*WORK INSTRUCTIONS*
Write out the entries below once more, exactly.

*SUPPLIED RECORDS*

++++++++

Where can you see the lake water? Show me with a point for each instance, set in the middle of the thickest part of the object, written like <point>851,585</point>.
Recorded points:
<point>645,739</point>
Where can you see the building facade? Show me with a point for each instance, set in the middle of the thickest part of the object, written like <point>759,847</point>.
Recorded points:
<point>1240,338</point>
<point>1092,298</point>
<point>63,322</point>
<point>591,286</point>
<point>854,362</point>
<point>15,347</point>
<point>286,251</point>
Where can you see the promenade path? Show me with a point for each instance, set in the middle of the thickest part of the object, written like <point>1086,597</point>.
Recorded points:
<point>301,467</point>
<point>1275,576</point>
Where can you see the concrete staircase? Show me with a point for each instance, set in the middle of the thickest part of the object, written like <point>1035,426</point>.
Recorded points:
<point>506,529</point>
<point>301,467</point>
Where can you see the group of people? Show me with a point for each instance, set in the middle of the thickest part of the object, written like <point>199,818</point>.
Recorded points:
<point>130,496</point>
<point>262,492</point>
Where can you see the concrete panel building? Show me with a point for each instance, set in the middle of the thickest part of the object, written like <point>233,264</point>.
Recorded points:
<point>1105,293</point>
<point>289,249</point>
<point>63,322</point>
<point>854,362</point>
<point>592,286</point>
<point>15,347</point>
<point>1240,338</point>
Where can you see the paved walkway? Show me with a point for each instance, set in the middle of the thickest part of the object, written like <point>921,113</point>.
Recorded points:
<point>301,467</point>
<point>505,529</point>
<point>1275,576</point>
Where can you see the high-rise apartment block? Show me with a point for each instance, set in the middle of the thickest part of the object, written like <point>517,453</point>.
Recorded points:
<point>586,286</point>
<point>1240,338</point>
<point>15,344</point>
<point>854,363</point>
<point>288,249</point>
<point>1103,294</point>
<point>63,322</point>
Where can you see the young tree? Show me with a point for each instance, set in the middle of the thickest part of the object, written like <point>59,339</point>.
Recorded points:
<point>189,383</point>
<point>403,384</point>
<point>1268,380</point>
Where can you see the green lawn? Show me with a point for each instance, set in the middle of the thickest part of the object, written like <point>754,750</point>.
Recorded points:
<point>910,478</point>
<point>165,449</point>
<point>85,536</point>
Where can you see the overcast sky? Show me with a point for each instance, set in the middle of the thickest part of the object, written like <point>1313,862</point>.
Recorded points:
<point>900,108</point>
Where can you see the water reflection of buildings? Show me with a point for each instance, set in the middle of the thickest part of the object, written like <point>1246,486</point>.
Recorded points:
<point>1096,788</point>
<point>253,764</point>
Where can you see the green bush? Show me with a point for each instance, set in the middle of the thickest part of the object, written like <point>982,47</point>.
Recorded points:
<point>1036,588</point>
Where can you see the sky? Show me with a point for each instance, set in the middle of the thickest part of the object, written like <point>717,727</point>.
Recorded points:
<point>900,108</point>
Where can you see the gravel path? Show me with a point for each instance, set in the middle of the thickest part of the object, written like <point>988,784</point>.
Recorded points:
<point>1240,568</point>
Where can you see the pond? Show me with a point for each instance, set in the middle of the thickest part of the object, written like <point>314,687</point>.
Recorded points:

++++++++

*ANSWER FOR THE TASK*
Where can you see the lake water? Show me with a point for each instance, set in the middle of the thickest part of the object, written like <point>851,585</point>.
Recorded points:
<point>645,739</point>
Where can you see the building facade? Show me with a point for each instance, set in the middle of the thickest part of the object, written like <point>759,847</point>.
Recorded points:
<point>1240,338</point>
<point>1092,298</point>
<point>63,322</point>
<point>591,286</point>
<point>854,362</point>
<point>15,347</point>
<point>286,251</point>
Where can you see the promenade path? Show me with a point for each instance, set in the middle of the thickest part of the object, written like <point>1086,597</point>.
Recorded points:
<point>301,467</point>
<point>1275,576</point>
Where can you see the concrete staircase? Show me with a point for each instance, set in the middle of the thickest part of the object, written like <point>1035,426</point>.
Recorded points:
<point>506,529</point>
<point>301,467</point>
Where can you see the group of people? Show me with a point for each instance, set in the middle of the thickest part of the object, written like <point>199,818</point>.
Recorded points:
<point>130,496</point>
<point>262,492</point>
Where can you see the concrete panel building? Show me with a point for each instance, set in the middle of the thickest part of the object, written like <point>233,264</point>.
Recorded points:
<point>1105,293</point>
<point>289,249</point>
<point>63,322</point>
<point>854,362</point>
<point>592,286</point>
<point>15,347</point>
<point>1240,338</point>
Where can you see the paved walkway? Show me with a point for each instance, set in the middle of the thickest part of the object, written like <point>921,113</point>.
Recorded points:
<point>301,467</point>
<point>505,529</point>
<point>1275,576</point>
Where can you see the high-rise apartment block? Show me with a point for each instance, set in the middle of the thickest part of the object, written like <point>517,453</point>.
Recorded points:
<point>586,286</point>
<point>1240,338</point>
<point>15,344</point>
<point>854,363</point>
<point>288,249</point>
<point>1103,294</point>
<point>63,322</point>
Where can you see the young tree? Show me with a point for each instance, set in the middle of the thickest part of the object, written like <point>59,339</point>.
Recorded points:
<point>189,383</point>
<point>403,384</point>
<point>1268,380</point>
Where can you see the green lawn? Show me with a point for each instance, set in the middle of the thickest part of the object, written like <point>754,750</point>.
Recorded points:
<point>910,478</point>
<point>165,449</point>
<point>85,536</point>
Where can you see the overcast sky? Show me with a point for each instance, set in the middle of the thickest part of the object, written like <point>1313,862</point>.
Recorded points:
<point>900,108</point>
Where can you see the water reflection of buildings? Show me with a point for each instance, set in the middle of the thickest part of the object, written like <point>1246,486</point>.
Recorded points:
<point>1096,788</point>
<point>253,764</point>
Where can you see the green bush? Show me with a point for each instance, set in the middle of the thickest part of the object, written like <point>982,47</point>.
Recorded points:
<point>1036,588</point>
Where can you see the sky? Show me with a point for each instance, set in the middle of the thickest part of the object, written like <point>717,727</point>.
Recorded points:
<point>900,108</point>
Where can you see the gravel path? Show me with a point for each instance, set in the middle of the thickest part of the object, written like <point>988,784</point>.
Recorded points:
<point>1240,568</point>
Where can you see the pond? Show me with a point for each instance, set in the middle of the thickest part of the object, written like <point>314,687</point>.
Recorded points:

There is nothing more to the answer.